* SET PROBLEM A
From the records below, pull out every line that contains the string "forested" and copy each one. Match case exactly.

Return the conversion, time and temperature lists for each heating and for each interval of calculation.

1st level of the list corresponds to heating rate 2nd level of the list corresponds to interval of calculation

Parameters:

• conversion_lists (List) – List with conversions at different heating rates (one list element for one heating rate).

• time_lists (List) – List with times at different heating rates (one list element for one heating rate)

• temperature_lists (List) – List with temperatures at different heating rates (one list element for one heating rate)

• list_of_points_for_analysis (List) – List containing all the point of conversion at which the activation energy will be calculated

Returns:

• new_list_of_conversions (List) – List with conversions at different heating rates for different intervals

• new_list_of_times (List) – List with times at different heating rates for different intervals

• new_list_of_temperatures (List) – List with temperatures at different heating rates for different intervals

isoconversional_methods.get_index_area_of_calculation(conversion_lists, list_of_points_for_analysis)

Return the indexes of the interval of calculation for the modified integral J.

Parameters:

• conversion_lists (List) – List with conversions at different heating rates (one list element for one heating rate)

• list_of_points_for_analysis (List) – List containing all the point of conversion at which the activation energy will be calculated

Raises:

ValueError – return an error if starting point is smaller than step

Returns:

index_list – Return the indexes of the interval of calculation for the modified integral J

Return type:

List

References

[1] S. Vyazovkin, « Modification of the integral isoconversional method to account for variation in the activation energy », Journal of Computational Chemistry, vol. 22, nᵒ 2, p. 178‑183, 2001, doi: 10.1002/1096-987X(20010130)22:2<178::AID-JCC5>3.0.CO;2-#.

isoconversional_methods.isoconversional_analysis_advanced_vyazovkin_method(conv_lists, time_lists, temperature_lists, initial_guess, min_conv, max_conv, number_of_points)

Find the energy of activation for multiple conversions using the advanced Vyazovkin method with a Broyden-Fletcher-Goldfarb-Shanno algorithm to find the optimal Ea.

Parameters:

• conv_lists (list of numpy.ndarray) – List containing a list of evolution of conversion for various heating rates (n, m) with n the number of heating rates and m the number of conversion points.

• time_lists (list of numpy.ndarray) – List containing a list of evolution of time for various heating rates (n, m) with n the number of heating rates and m the number of time points.

• temperature_lists (list of numpy.ndarray) – List containing a list of evolution of temperature for various heating rates (n, m) with n the number of heating rates and m the number of temperature points.

• initial_guess (float) – Initial guess of the activation energy for the first desired conversion.

* DATA TO PROCESS
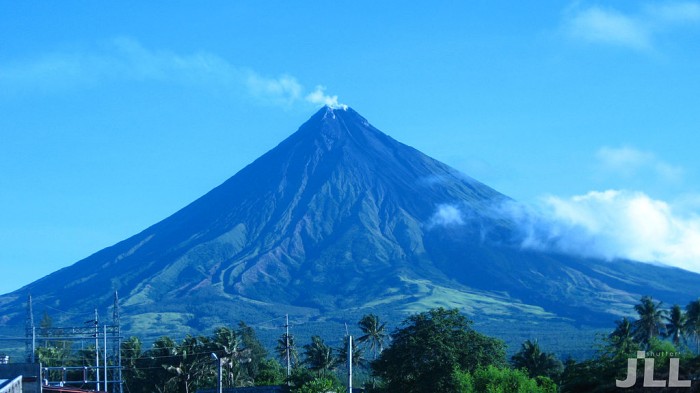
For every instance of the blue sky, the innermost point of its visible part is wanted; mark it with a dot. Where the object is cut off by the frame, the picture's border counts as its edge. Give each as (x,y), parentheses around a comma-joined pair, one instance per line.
(113,115)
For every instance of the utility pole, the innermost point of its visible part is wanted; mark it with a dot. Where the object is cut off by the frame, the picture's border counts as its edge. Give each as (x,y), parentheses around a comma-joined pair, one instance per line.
(97,353)
(118,346)
(349,364)
(30,332)
(286,338)
(104,327)
(219,384)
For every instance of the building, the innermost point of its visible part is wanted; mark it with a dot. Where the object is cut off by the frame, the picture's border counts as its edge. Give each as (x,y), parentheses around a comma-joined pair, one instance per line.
(11,385)
(29,376)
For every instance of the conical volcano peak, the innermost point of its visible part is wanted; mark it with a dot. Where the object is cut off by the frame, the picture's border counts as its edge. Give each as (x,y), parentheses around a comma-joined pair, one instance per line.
(333,124)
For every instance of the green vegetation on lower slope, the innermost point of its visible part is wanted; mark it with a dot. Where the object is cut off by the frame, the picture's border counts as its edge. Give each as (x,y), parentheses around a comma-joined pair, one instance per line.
(437,350)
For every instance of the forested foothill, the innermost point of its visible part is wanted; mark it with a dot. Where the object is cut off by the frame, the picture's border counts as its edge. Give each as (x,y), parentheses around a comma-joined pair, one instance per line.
(432,351)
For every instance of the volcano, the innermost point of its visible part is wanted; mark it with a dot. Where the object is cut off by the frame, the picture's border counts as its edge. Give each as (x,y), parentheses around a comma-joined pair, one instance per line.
(337,221)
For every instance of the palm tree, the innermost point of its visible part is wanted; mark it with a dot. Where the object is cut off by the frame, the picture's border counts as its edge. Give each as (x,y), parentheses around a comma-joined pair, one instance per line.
(281,350)
(537,363)
(227,344)
(692,321)
(374,333)
(621,340)
(650,323)
(319,356)
(358,356)
(675,328)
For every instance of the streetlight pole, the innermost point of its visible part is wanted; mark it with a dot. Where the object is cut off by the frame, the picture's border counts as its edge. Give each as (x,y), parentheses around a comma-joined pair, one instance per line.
(219,385)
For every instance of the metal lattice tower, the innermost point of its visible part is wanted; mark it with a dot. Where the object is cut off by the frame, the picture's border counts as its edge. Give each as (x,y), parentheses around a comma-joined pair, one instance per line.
(29,330)
(117,388)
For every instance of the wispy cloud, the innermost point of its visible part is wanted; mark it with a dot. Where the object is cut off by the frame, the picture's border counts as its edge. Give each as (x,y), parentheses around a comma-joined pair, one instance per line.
(319,97)
(637,30)
(611,224)
(628,161)
(126,59)
(607,26)
(446,215)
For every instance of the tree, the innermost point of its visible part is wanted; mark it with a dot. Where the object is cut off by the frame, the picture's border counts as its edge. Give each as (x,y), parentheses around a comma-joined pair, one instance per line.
(235,359)
(621,342)
(256,352)
(358,355)
(429,346)
(535,362)
(651,320)
(374,333)
(319,356)
(320,385)
(692,322)
(131,351)
(675,328)
(281,350)
(501,380)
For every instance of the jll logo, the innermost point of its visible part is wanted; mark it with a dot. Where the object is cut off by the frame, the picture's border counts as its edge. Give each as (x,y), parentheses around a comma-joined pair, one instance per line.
(649,381)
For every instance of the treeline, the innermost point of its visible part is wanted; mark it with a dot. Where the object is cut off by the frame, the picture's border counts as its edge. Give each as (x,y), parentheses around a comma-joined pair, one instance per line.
(662,333)
(433,351)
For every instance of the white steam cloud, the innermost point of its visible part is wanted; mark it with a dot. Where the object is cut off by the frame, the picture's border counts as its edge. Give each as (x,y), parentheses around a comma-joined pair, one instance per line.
(126,59)
(612,224)
(319,97)
(447,215)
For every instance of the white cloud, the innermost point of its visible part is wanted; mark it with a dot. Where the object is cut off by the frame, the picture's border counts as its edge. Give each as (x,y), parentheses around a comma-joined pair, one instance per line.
(606,26)
(446,215)
(127,59)
(612,224)
(319,97)
(681,12)
(628,161)
(635,30)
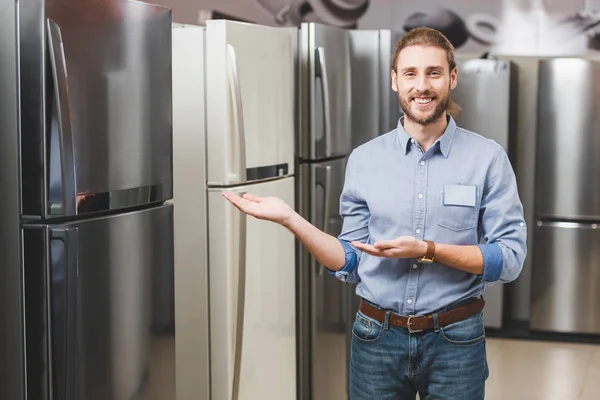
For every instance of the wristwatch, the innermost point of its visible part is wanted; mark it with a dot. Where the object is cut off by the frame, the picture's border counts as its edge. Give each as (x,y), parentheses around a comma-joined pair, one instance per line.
(429,255)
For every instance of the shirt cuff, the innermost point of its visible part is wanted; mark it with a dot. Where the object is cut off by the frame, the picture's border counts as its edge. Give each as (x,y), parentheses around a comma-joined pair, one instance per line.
(349,273)
(492,261)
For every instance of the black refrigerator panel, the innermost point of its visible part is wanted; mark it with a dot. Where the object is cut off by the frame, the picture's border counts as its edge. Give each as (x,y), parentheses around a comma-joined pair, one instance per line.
(325,304)
(96,106)
(568,150)
(99,307)
(325,83)
(484,94)
(565,296)
(11,332)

* SET PROBLEM B
According to the isoconversional methods documentation above, which algorithm does the advanced Vyazovkin method use to find the optimal Ea?

* FULL OUTPUT A
For every instance of the forested foothill, the innermost point of its visible part is wanted; mark it with a dot. Where the object is cut off by the frame, the picture's border counts as its edge. Give each as (x,y), parentheses around a comma-joined pair, one instance per line.

* FULL OUTPUT B
It uses a Broyden-Fletcher-Goldfarb-Shanno algorithm.